Exercise requirements: State how many lines of the data below contain the word "crowd" with the same capitalization, and reply with that number alone.

((

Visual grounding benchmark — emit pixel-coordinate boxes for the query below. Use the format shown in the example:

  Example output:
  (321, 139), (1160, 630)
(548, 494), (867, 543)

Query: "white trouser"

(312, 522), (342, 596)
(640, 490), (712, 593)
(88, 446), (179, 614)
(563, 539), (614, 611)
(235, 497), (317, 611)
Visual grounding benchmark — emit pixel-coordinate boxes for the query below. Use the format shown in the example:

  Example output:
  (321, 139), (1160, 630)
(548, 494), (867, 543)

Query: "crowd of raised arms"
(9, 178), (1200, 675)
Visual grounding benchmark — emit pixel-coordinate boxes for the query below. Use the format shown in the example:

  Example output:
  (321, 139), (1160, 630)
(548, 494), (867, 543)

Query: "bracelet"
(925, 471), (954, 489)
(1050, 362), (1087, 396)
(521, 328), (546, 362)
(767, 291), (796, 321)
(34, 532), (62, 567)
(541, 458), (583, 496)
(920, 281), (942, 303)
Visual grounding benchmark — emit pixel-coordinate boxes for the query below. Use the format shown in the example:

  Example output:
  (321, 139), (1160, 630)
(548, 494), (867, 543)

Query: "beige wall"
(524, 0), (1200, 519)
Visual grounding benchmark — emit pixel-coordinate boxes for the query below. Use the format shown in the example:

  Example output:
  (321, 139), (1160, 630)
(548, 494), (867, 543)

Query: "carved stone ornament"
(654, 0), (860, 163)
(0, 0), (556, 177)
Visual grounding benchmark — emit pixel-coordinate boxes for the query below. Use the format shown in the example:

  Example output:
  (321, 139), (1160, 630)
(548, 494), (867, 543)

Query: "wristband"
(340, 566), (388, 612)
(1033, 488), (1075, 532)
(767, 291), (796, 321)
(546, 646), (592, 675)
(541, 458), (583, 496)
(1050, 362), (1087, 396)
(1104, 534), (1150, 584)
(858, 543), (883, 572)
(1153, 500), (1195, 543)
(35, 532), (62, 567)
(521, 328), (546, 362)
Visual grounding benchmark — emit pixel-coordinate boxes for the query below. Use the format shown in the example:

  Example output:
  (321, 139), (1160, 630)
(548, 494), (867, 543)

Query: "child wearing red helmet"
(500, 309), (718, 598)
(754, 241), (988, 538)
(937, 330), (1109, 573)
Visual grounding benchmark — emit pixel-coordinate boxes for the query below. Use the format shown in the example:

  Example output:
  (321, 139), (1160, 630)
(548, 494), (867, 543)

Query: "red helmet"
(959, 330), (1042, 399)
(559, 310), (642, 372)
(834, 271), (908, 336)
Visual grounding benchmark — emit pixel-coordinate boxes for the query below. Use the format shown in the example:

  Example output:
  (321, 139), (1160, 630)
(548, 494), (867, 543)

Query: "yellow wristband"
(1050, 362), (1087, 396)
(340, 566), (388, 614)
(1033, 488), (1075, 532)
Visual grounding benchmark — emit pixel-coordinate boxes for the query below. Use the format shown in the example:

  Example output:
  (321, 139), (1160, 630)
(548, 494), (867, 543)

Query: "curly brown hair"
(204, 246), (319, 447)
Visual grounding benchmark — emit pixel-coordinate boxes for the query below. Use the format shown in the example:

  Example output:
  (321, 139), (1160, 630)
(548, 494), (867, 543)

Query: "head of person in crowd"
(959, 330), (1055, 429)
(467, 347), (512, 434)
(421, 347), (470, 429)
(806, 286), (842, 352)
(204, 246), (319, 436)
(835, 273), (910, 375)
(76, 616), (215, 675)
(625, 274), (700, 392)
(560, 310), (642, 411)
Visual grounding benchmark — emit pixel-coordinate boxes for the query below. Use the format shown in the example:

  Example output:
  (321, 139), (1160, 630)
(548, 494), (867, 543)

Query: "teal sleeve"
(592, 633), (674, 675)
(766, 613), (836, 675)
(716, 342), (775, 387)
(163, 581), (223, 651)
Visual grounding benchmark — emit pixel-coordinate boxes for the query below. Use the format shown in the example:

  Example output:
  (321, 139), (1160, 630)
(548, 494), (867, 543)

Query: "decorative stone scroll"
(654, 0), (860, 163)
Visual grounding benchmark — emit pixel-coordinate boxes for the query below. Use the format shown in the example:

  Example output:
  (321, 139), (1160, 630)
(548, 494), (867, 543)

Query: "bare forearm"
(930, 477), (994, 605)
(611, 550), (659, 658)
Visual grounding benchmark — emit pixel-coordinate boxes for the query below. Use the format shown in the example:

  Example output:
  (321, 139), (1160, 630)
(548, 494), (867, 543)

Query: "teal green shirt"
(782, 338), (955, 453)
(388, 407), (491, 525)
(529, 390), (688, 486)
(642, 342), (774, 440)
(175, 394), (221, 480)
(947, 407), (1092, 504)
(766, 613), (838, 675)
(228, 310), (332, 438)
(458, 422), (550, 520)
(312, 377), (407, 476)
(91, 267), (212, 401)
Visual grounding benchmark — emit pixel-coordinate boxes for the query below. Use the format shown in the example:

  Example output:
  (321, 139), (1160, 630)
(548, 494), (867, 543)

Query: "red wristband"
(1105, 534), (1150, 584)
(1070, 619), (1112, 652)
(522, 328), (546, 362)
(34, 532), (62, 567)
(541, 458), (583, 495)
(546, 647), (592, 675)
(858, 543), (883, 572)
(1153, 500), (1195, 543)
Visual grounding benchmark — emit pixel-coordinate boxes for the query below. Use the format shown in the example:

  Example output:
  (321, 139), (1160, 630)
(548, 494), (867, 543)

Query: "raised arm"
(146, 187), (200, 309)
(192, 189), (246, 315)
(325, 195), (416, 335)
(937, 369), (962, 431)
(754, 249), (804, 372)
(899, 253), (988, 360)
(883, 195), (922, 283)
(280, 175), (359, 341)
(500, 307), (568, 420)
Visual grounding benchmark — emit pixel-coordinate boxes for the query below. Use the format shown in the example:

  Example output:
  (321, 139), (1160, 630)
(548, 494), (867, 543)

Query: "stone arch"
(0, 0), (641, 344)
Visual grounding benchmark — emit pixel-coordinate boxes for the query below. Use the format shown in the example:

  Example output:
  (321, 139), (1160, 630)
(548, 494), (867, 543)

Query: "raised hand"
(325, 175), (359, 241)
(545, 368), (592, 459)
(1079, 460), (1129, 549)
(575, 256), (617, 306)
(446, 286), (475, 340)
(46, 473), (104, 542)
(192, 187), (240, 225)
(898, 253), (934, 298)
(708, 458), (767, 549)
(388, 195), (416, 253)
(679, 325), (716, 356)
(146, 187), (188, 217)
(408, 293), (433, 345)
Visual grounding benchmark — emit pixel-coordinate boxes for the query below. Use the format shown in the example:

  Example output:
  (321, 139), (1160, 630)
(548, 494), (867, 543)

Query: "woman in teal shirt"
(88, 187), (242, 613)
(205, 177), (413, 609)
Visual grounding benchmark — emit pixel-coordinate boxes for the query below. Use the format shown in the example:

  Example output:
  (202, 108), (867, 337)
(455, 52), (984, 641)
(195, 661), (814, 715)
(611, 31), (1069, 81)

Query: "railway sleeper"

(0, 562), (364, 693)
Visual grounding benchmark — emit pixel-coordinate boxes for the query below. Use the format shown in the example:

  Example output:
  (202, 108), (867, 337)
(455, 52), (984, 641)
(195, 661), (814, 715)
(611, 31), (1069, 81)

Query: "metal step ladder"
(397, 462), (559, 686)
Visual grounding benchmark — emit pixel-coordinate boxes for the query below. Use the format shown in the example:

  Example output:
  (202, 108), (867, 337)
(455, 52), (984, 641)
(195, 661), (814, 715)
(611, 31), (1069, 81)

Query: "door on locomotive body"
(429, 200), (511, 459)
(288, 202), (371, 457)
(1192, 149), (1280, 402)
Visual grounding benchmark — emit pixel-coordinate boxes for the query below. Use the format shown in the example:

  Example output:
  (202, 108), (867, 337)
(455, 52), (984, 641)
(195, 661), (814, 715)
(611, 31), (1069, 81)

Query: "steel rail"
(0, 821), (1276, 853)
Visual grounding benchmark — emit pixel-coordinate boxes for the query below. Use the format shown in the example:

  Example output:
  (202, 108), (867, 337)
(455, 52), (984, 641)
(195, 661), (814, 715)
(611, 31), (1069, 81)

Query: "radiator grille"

))

Response to this exercise: 2